Written problem ::
Reproduce all records exactly.

Supplied data ::

● ● ● ● ● ● ●

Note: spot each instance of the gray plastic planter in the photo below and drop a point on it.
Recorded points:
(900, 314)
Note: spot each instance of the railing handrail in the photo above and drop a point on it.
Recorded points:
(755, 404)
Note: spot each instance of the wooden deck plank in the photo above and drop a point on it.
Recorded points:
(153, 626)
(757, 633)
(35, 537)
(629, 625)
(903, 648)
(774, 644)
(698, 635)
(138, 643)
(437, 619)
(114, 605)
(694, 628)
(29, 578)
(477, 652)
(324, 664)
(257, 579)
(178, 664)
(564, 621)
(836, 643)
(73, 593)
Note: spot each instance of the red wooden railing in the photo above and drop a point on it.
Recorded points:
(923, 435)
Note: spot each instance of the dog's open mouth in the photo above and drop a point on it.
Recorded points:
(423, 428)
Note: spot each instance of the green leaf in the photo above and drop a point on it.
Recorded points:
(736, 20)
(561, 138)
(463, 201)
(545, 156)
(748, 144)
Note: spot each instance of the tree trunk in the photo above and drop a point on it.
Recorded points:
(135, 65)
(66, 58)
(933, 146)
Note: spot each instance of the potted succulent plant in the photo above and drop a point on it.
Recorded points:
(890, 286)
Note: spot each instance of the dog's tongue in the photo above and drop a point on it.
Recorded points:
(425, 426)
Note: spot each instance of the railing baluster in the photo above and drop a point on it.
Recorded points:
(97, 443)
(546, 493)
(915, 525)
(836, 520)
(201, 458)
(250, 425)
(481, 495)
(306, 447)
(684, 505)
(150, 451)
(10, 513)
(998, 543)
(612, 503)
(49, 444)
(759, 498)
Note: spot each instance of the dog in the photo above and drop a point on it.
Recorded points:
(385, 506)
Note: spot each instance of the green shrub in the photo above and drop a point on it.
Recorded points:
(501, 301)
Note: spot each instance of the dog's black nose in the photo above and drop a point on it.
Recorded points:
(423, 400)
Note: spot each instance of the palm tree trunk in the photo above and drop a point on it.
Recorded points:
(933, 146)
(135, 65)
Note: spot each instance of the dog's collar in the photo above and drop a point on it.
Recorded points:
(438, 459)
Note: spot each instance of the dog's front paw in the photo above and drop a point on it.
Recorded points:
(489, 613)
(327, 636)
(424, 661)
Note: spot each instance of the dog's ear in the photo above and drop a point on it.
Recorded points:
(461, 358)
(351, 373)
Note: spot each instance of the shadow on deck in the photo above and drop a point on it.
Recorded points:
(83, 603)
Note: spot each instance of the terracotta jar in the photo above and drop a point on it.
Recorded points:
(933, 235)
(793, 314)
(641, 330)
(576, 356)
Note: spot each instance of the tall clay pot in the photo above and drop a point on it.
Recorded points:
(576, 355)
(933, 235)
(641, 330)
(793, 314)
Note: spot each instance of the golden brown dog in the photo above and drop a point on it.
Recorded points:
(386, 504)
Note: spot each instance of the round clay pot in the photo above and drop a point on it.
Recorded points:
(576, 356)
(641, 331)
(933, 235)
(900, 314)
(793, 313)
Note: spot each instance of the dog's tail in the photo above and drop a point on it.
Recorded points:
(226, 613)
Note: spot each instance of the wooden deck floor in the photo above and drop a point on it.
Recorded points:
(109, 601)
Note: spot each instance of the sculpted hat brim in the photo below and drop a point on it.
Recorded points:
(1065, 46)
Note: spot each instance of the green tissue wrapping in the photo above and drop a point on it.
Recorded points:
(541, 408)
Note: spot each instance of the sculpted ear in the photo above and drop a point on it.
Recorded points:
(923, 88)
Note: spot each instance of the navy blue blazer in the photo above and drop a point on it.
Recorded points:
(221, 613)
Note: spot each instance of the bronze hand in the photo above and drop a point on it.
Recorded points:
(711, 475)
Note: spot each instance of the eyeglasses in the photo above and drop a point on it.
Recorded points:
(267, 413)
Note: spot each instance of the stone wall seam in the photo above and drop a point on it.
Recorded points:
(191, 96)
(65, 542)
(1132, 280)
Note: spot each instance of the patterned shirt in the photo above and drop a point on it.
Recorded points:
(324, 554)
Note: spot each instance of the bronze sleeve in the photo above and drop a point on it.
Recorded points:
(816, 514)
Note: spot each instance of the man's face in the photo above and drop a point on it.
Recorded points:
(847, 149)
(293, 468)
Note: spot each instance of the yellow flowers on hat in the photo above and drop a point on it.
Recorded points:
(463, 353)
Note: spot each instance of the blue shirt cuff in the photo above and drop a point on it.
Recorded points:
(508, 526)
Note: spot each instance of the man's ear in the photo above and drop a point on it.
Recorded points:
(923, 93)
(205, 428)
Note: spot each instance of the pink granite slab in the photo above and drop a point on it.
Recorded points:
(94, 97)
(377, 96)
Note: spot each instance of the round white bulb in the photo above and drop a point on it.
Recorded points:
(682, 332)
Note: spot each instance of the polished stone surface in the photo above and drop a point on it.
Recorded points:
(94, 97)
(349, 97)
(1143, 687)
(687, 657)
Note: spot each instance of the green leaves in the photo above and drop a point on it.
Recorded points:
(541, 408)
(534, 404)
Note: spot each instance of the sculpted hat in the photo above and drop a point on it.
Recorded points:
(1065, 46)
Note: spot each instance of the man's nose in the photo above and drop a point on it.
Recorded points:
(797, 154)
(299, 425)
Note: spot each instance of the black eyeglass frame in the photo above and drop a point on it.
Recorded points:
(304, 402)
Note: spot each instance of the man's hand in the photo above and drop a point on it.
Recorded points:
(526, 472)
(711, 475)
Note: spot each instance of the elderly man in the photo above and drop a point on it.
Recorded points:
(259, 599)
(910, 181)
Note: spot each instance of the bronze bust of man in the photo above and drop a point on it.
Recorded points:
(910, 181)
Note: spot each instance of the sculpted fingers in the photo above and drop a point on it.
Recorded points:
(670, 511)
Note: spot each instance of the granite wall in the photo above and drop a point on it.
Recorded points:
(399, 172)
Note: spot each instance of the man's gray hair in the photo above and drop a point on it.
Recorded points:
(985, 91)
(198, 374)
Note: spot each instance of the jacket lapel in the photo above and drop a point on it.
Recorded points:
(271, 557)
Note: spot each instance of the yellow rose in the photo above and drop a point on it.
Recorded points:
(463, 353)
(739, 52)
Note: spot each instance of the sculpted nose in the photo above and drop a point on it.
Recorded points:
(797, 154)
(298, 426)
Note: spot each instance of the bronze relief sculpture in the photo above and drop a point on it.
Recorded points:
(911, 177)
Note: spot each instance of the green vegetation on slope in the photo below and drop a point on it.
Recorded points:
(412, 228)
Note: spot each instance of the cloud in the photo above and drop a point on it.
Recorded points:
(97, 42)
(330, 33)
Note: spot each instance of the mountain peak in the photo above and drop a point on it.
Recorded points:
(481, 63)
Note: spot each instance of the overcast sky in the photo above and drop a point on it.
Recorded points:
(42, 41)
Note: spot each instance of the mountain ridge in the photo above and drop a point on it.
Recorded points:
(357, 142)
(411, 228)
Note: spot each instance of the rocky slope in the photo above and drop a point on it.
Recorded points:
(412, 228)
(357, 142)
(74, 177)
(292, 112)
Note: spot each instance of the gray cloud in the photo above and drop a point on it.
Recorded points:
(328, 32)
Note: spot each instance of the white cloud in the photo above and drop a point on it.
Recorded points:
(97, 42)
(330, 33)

● ● ● ● ● ● ●

Output below ::
Note: spot each instance of the gray plastic planter in the photo below and drop a point on it.
Recorded points:
(900, 314)
Note: spot each instance of the railing handrail in the photo above and drop a point on it.
Recorded points:
(755, 404)
Note: spot each instance of the wooden deck plank in the photo above and drop a point on it.
Recorded points:
(153, 626)
(757, 633)
(35, 537)
(629, 625)
(903, 648)
(774, 644)
(698, 635)
(138, 643)
(437, 619)
(114, 605)
(694, 628)
(29, 578)
(477, 652)
(324, 664)
(257, 579)
(178, 664)
(564, 621)
(836, 643)
(73, 593)
Note: spot each instance of the red wooden railing in the photo above and drop a point on it.
Recorded points:
(923, 435)
Note: spot each instance of the dog's open mouth in the photo above and drop a point on it.
Recorded points:
(423, 428)
Note: spot each instance of the green leaf in the photo above and drop a point on it.
Recorded points:
(736, 20)
(561, 138)
(463, 201)
(545, 156)
(748, 144)
Note: spot each instance of the tree trunk in the photo above and drop a point on it.
Recorded points:
(135, 65)
(66, 58)
(933, 146)
Note: spot each instance of the potted succulent plant in the photo above and drop a point on it.
Recorded points:
(890, 286)
Note: spot each instance of the dog's tongue in the photo above and drop a point on it.
Recorded points:
(425, 426)
Note: spot each instance of the railing baluster in the photo above and drop a point on it.
Recorded points:
(97, 443)
(546, 493)
(915, 525)
(836, 520)
(201, 458)
(250, 425)
(481, 495)
(306, 447)
(684, 505)
(150, 451)
(10, 513)
(998, 543)
(612, 503)
(49, 444)
(759, 498)
Note: spot each instance of the dog in the photo above and drop a point on it.
Recorded points:
(385, 506)
Note: spot each instance of the green shrub in the photo above and drop a point on it.
Recorded points:
(501, 301)
Note: spot each instance of the dog's black nose in the photo above and drop a point on it.
Recorded points:
(423, 400)
Note: spot each instance of the palm tree trunk in the photo above and drop a point on it.
Recorded points:
(933, 146)
(135, 65)
Note: spot each instance of the dog's collar in the photo above and drop a point on it.
Recorded points:
(438, 459)
Note: spot each instance of the dog's front paw in the photo above and drop a point on it.
Recorded points:
(489, 613)
(327, 636)
(424, 661)
Note: spot each instance of the dog's ear in the photo above and drop a point on it.
Recorded points:
(461, 358)
(351, 373)
Note: spot each instance of the shadow on deck in the photo above and drop a point on it.
Recorded points:
(83, 603)
Note: spot each instance of the terracotta jar in the photo above and drop a point on it.
Recorded points:
(933, 235)
(793, 314)
(641, 330)
(576, 356)
Note: spot each instance of the tall clay pot in the photo above and drop a point on it.
Recorded points:
(576, 355)
(933, 235)
(641, 330)
(793, 314)
Note: spot each instance of the golden brown dog in the photo above and drop a point on it.
Recorded points:
(386, 504)
Note: spot each instance of the round clay pot in the photo above and drop a point on it.
Recorded points:
(576, 356)
(641, 331)
(933, 235)
(900, 314)
(793, 313)
Note: spot each instance of the dog's tail in the photo above and drop a point on it.
Recorded points:
(226, 613)
Note: spot each instance of the wooden deck floor in the photo above and drop a point on it.
Recorded points:
(109, 601)
Note: spot each instance of the sculpted hat brim in the photo below and drop a point on it.
Recorded points:
(1065, 46)
Note: spot each instance of the green tissue wrapping in the photo above and drop a point on it.
Recorded points:
(541, 408)
Note: spot each instance of the sculpted ear in the photo above and drop a point on it.
Recorded points:
(923, 88)
Note: spot each instance of the navy blue blazer in the photo above and drop a point on it.
Recorded points:
(221, 613)
Note: spot each instance of the bronze hand in the photo above and drop a point on it.
Recorded points:
(711, 475)
Note: spot each instance of the eyeglasses in the photo above and drop a point on it.
Recorded points:
(267, 413)
Note: spot each instance of the stone wall seam in the photo above and drop a point on it.
Recorded points:
(191, 96)
(65, 542)
(1132, 280)
Note: spot each instance of the patterned shirt in the photo above and drop a point on it.
Recorded points:
(324, 554)
Note: spot each instance of the bronze sleeve in the photo above and drop a point on it.
Recorded points:
(816, 514)
Note: spot each instance of the man's face in the photo above and drop a point on it.
Recorded points:
(847, 149)
(293, 468)
Note: spot each instance of the yellow flowers on hat in the photo above and drop a point on it.
Recorded points:
(463, 353)
Note: spot each instance of the blue shirt cuff in the photo above and drop a point on it.
Recorded points:
(508, 526)
Note: spot each instance of the man's ear in the photo above and drop a point on it.
Recorded points:
(923, 93)
(205, 428)
Note: spot each instance of the pink granite slab in the photo above and drop a point on it.
Recorded points:
(94, 97)
(377, 96)
Note: spot each instance of the round white bulb in the photo above and drop a point on it.
Recorded points:
(682, 332)
Note: spot each instance of the polished stone surface in the photo above and drop a point on it.
Recorded points:
(94, 97)
(349, 97)
(1143, 687)
(687, 657)
Note: spot each instance of the green leaves in the photo above and drop a point on it.
Recorded points:
(541, 408)
(534, 404)
Note: spot each instance of the sculpted hat in the photo above and drop a point on it.
Recorded points:
(1065, 46)
Note: spot each instance of the man's nose in the photo above and drop a point on it.
Recorded points:
(797, 154)
(299, 425)
Note: spot each instance of the black eyeglass frame in the photo above and drop a point on it.
Recorded points:
(304, 402)
Note: spot each instance of the man's hand in the photo above and drop a point on it.
Recorded points:
(526, 472)
(711, 475)
Note: spot each instance of the elderly man in the photo above and drop a point on it.
Recorded points:
(259, 599)
(910, 181)
Note: spot each instance of the bronze bust of man in the photo above and drop a point on it.
Recorded points:
(910, 181)
Note: spot each instance of the sculpted fingers in the photo above and drop a point on it.
Recorded points:
(670, 511)
Note: spot each instance of the granite wall in the photo above and drop a point on it.
Recorded points:
(399, 172)
Note: spot each instance of the man's gray hair in the photo above and drop a point on it.
Recorded points:
(985, 91)
(198, 374)
Note: spot each instance of the jacket lapel in the photo above and drop a point on it.
Recorded points:
(271, 557)
Note: spot each instance of the yellow rose in the photo above and drop a point on it.
Recorded points:
(463, 353)
(739, 52)
Note: spot each instance of the sculpted nose in the photo above and drop a point on it.
Recorded points:
(797, 154)
(298, 426)
Note: spot each instance of the bronze relief sculpture in the photo above and drop a point on it.
Recorded points:
(911, 177)
Note: spot each instance of the green vegetation on slope in the photo below and drop a point on it.
Recorded points:
(412, 228)
Note: spot each instance of the cloud in the photo above and drop a point on it.
Recorded points:
(97, 42)
(330, 33)
Note: spot each instance of the mountain peak in the photo above and drop a point on it.
Recorded points:
(481, 63)
Note: spot each instance of the overcast sky in the photo above and drop a point on it.
Recorded points:
(42, 41)
Note: spot each instance of the mountain ridge in the photo above and drop a point on it.
Recorded points:
(357, 142)
(411, 228)
Note: spot each instance of the rocky slope in the photo above and drop a point on it.
Recorded points:
(412, 228)
(357, 142)
(74, 177)
(292, 112)
Note: spot each instance of the gray cloud in the photo above and drop a point on it.
Recorded points:
(328, 32)
Note: spot each instance of the white cloud in the photo above and drop a point on it.
Recorded points:
(97, 42)
(330, 33)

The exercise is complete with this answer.